__Raw data__:
'''

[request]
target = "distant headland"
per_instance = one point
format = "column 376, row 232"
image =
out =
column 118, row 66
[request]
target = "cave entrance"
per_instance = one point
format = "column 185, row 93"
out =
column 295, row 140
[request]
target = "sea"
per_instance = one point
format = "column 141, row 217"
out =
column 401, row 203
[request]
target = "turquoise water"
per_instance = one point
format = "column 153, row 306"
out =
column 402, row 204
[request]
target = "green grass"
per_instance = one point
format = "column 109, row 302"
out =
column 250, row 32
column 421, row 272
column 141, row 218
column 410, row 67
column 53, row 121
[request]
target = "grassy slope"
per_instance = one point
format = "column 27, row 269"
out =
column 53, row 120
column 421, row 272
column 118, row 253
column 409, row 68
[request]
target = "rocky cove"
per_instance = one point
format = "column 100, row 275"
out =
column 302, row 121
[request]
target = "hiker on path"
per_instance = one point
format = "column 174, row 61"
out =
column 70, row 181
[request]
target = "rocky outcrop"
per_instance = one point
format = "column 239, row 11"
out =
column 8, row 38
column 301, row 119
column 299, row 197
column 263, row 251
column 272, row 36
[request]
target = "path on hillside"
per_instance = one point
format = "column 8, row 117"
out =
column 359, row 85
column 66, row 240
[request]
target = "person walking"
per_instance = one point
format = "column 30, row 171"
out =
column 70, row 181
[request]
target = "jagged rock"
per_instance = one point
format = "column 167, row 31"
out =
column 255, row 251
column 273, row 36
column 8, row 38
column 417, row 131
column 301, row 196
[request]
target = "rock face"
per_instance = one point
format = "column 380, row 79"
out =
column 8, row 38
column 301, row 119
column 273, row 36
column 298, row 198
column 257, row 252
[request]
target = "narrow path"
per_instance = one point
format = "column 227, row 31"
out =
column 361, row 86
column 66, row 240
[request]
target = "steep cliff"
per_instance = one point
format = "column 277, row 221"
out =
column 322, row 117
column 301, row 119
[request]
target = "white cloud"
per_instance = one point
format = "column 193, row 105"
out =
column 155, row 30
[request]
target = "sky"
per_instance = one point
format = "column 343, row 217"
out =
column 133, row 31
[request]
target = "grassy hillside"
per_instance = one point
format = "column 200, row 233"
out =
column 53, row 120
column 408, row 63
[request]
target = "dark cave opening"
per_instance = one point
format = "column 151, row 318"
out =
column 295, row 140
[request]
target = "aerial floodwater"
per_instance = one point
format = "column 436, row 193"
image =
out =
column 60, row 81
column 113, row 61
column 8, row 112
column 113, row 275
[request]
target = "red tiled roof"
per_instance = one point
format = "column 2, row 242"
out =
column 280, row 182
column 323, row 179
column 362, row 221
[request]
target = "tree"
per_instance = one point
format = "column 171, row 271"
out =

'''

__Instructions to follow__:
Your answer must be an exact transcription of every record above.

__Response__:
[request]
target = "distant headland"
per_instance = one point
format = "column 376, row 232"
image =
out =
column 118, row 66
[request]
target = "cave entrance"
per_instance = one point
format = "column 185, row 93"
out =
column 295, row 140
[request]
target = "sea"
per_instance = one point
format = "column 141, row 217"
out =
column 401, row 203
[request]
target = "turquoise water"
per_instance = one point
format = "column 153, row 306"
out =
column 402, row 204
[request]
target = "green grass"
per_instance = one point
format = "column 109, row 302"
out =
column 250, row 32
column 421, row 272
column 141, row 218
column 410, row 67
column 53, row 121
[request]
target = "grassy slope"
per_instance = one point
format = "column 27, row 269"
out =
column 53, row 120
column 421, row 272
column 118, row 253
column 409, row 68
[request]
target = "rocky cove"
per_instance = one point
format = "column 100, row 275"
out =
column 302, row 121
[request]
target = "hiker on path"
per_instance = one point
format = "column 174, row 61"
out =
column 70, row 181
[request]
target = "rocky outcrop"
per_instance = one point
format = "column 239, row 11"
out =
column 8, row 38
column 301, row 119
column 299, row 197
column 263, row 251
column 272, row 36
[request]
target = "path on hillside"
per_instance = one point
format = "column 8, row 117"
out =
column 359, row 85
column 66, row 240
[request]
target = "person walking"
per_instance = one point
format = "column 30, row 171"
out =
column 70, row 181
[request]
target = "jagged rock"
per_instance = one point
format = "column 167, row 31"
out =
column 255, row 251
column 273, row 36
column 8, row 38
column 417, row 131
column 301, row 196
[request]
target = "rock face"
per_instance = one point
format = "column 380, row 79"
out =
column 8, row 38
column 301, row 119
column 273, row 36
column 298, row 198
column 257, row 252
[request]
target = "narrow path"
per_instance = one point
format = "column 227, row 31"
out =
column 361, row 86
column 66, row 240
[request]
target = "steep cliff"
per_instance = one point
format = "column 277, row 221"
out =
column 322, row 117
column 301, row 119
[request]
target = "white cloud"
per_instance = one point
format = "column 193, row 105"
out =
column 155, row 30
[request]
target = "sky"
per_instance = one point
format = "column 343, row 217"
out =
column 133, row 31
[request]
target = "grassy hillside"
per_instance = one point
format = "column 200, row 233"
out =
column 53, row 120
column 408, row 63
[request]
target = "dark cave opening"
per_instance = one point
format = "column 151, row 318"
out =
column 295, row 140
[request]
target = "aerial floodwater"
per_instance = one point
format = "column 436, row 193"
image =
out =
column 60, row 81
column 113, row 61
column 8, row 112
column 113, row 275
[request]
target = "red tiled roof"
per_instance = one point
format = "column 2, row 242"
out =
column 280, row 182
column 323, row 179
column 362, row 221
[request]
target = "tree"
per_instance = one point
format = "column 171, row 271"
out =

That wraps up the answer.